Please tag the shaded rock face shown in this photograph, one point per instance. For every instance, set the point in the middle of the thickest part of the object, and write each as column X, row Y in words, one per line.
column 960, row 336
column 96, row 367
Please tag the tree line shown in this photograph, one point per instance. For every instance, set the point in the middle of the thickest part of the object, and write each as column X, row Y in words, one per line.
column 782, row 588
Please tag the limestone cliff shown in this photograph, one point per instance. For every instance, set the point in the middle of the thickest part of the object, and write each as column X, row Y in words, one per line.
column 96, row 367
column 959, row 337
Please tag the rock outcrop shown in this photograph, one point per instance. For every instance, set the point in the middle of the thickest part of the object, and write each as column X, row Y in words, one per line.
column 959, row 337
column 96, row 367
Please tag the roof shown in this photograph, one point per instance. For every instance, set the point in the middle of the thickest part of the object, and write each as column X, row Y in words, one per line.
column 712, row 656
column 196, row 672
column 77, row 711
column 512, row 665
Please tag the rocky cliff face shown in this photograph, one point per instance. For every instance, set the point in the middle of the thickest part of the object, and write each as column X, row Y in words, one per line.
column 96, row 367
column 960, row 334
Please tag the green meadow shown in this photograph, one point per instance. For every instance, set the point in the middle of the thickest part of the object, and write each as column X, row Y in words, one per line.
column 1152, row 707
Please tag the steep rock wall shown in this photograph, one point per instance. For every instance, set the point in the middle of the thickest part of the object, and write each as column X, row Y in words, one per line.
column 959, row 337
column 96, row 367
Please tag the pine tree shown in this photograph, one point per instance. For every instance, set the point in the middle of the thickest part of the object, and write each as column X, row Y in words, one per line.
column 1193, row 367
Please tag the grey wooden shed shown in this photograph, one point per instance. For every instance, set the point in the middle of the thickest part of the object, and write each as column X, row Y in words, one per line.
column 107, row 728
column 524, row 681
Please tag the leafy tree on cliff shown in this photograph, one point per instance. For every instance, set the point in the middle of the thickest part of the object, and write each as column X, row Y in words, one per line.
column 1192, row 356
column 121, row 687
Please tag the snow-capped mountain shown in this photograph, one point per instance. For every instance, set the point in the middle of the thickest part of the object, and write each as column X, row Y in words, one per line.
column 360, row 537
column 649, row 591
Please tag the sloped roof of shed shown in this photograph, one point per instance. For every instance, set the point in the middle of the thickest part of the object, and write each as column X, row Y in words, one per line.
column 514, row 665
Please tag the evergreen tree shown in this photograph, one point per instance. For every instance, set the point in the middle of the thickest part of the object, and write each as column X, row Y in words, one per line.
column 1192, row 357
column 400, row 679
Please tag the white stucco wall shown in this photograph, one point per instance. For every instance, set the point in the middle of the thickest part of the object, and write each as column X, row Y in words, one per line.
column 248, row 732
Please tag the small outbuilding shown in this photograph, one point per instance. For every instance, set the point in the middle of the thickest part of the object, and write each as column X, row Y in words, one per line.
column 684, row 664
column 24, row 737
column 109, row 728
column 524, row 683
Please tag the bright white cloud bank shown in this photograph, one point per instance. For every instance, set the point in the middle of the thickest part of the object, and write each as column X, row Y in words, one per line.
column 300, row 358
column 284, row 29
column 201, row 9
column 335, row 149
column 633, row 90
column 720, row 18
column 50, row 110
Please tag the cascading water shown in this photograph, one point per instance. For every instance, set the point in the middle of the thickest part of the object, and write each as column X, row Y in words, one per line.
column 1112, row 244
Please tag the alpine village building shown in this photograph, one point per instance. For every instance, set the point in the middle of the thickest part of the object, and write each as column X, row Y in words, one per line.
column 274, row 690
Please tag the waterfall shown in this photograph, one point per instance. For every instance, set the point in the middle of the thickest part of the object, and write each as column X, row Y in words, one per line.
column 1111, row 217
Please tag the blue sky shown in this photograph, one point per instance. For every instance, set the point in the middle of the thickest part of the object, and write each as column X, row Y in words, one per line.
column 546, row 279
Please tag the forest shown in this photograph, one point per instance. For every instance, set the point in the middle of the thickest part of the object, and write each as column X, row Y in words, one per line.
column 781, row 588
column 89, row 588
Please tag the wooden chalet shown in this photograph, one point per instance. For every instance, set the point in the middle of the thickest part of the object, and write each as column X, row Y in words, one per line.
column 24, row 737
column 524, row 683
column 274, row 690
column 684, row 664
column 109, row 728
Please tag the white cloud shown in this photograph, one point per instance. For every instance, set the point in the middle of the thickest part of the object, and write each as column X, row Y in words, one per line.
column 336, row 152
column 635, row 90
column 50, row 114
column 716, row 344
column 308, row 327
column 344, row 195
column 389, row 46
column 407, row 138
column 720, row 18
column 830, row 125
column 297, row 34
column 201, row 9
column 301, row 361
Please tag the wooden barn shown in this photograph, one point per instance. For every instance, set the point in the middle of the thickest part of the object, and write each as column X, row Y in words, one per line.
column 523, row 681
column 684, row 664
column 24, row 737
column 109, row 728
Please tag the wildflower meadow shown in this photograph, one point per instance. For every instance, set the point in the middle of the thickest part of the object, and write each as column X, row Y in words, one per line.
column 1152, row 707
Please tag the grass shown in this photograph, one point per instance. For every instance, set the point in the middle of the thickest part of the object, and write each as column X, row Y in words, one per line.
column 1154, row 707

——————

• [What needs to be done]: Give everything in the data from the line containing "Please tag the cascading" down to the line containing "column 1112, row 244", both included, as a JSON list of strings with one string per line and blank lines omitted.

• [Task output]:
[
  "Please tag the cascading water shown in this photograph, one point per instance. For every instance, set the point in the middle of the thickest part of the object, and write each as column X, row Y in words, one per line.",
  "column 1112, row 244"
]